◆ GIVEN REQUEST 1
In the silicon block problem below, what is the density of charge carriers in the block?

◆ DOCUMENT
A potential difference of \(V=0.500 \mathrm{~V}\) is applied across a block of silicon with resistivity \(8.70 \cdot 10^{-4} \Omega \mathrm{m}\). As indicated in the figure, the dimensions of the silicon block are width \(a=2.00 \mathrm{~mm}\) and length \(L=15.0 \mathrm{~cm} .\) The resistance of the silicon block is \(50.0 \Omega\), and the density of charge carriers is \(1.23 \cdot 10^{23} \mathrm{~m}^{-3}\) Assume that the current density in the block is uniform and that current flows in silicon according to Ohm's Law. The total length of 0.500 -mm-diameter copper wire in the circuit is \(75.0 \mathrm{~cm},\) and the resistivity of copper is \(1.69 \cdot 10^{-8} \Omega \mathrm{m}\) a) What is the resistance, \(R_{w}\) of the copper wire? b) What are the direction and the magnitude of the electric current, \(i\), in the block? c) What is the thickness, \(b\), of the block? d) On average, how long does it take an electron to pass from one end of the block to the other? \(?\) e) How much power, \(P\), is dissipated by the block? f) In what form of energy does this dissipated power appear?

Step by step solution

01

a) Calculating the resistance of the copper wire

First, we will find the resistance of the copper wire using the resistivity formula: \(R_w = \frac{\rho_w \cdot L_w}{A_w}\) We know that the resistivity of copper (\(\rho_w\)) is \(1.69 \cdot 10^{-8} \Omega m\), and the total length of the copper wire (\(L_w\)) is \(75.0 cm = 0.75 m\). The wire's cross-sectional area (\(A_w\)) can be found using the formula for the area of a circle, as the wire is cylindrical. The diameter of the wire is \(0.500 mm = 5.00 \cdot 10^{-4} m\), so its radius (\(r_w\)) is half of that: \(r_w = 2.50 \cdot 10^{-4} m\) Now we can find the area: \(A_w = \pi r_w^2 = \pi (2.50 \cdot 10^{-4})^2\) Plug all the values into the resistivity formula to find the wire resistance: \(R_w = \frac{1.69 \cdot 10^{-8} \cdot 0.75}{\pi (2.50 \cdot 10^{-4})^2} \approx 0.000169 \Omega\) So the resistance of the copper wire is approximately \(0.169 \times 10^{-3} \Omega\).

02

b) Calculating the direction and magnitude of electric current in the block

We are given that the resistance of the silicon block is \(50.0 \Omega\) and the potential difference (V) across the block is \(0.5 V\). According to Ohm's Law, the electric current (i) can be found using the formula: \(i = \frac{V}{R_{total}}\) The total resistance (\(R_{total}\)) includes both the resistance of the silicon block and the resistance of the copper wire: \(R_{total} = 50.0 + 0.000169 \approx 50.0 \Omega\) By Ohm's Law, the electric current (i) is: \(i = \frac{0.5}{50} = 0.01 A\) So the magnitude of the electric current in the block is \(0.01 A\). The direction of the current in the block is the same as the direction of current flow from the positive terminal of the voltage source to the negative terminal.

◆ GIVEN ENTRIES
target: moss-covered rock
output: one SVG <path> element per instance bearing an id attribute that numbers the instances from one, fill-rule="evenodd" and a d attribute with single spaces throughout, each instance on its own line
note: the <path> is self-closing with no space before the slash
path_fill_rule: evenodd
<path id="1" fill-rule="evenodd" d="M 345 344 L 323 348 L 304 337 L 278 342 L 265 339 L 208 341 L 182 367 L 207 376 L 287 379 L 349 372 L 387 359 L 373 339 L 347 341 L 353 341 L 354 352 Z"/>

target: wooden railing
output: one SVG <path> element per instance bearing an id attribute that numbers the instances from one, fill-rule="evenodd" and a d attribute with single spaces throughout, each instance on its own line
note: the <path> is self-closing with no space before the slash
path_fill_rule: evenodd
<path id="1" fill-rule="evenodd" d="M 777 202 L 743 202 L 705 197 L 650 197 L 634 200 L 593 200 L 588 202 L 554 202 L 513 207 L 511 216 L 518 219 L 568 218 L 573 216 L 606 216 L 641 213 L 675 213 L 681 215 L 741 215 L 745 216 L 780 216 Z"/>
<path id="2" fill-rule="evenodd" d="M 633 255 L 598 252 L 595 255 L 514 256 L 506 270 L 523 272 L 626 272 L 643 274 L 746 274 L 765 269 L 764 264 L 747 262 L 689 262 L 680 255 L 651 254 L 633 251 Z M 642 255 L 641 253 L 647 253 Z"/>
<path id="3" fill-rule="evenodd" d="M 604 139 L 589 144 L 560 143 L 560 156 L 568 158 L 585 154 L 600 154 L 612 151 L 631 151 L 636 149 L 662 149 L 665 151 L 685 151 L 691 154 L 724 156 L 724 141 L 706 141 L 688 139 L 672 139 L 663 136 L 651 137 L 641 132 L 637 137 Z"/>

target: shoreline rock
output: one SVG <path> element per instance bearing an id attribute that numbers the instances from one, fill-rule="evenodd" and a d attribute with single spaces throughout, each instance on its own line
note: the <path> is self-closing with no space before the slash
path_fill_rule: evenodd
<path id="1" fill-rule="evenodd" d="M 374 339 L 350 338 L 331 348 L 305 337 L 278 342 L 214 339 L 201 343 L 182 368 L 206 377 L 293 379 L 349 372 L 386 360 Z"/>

◆ GIVEN REQUEST 2
Please return every line of the rows above that contains the word "rock".

◆ CORRECT OUTPUT 1
1.23 · 10^23 m^-3

◆ CORRECT OUTPUT 2
target: moss-covered rock
target: shoreline rock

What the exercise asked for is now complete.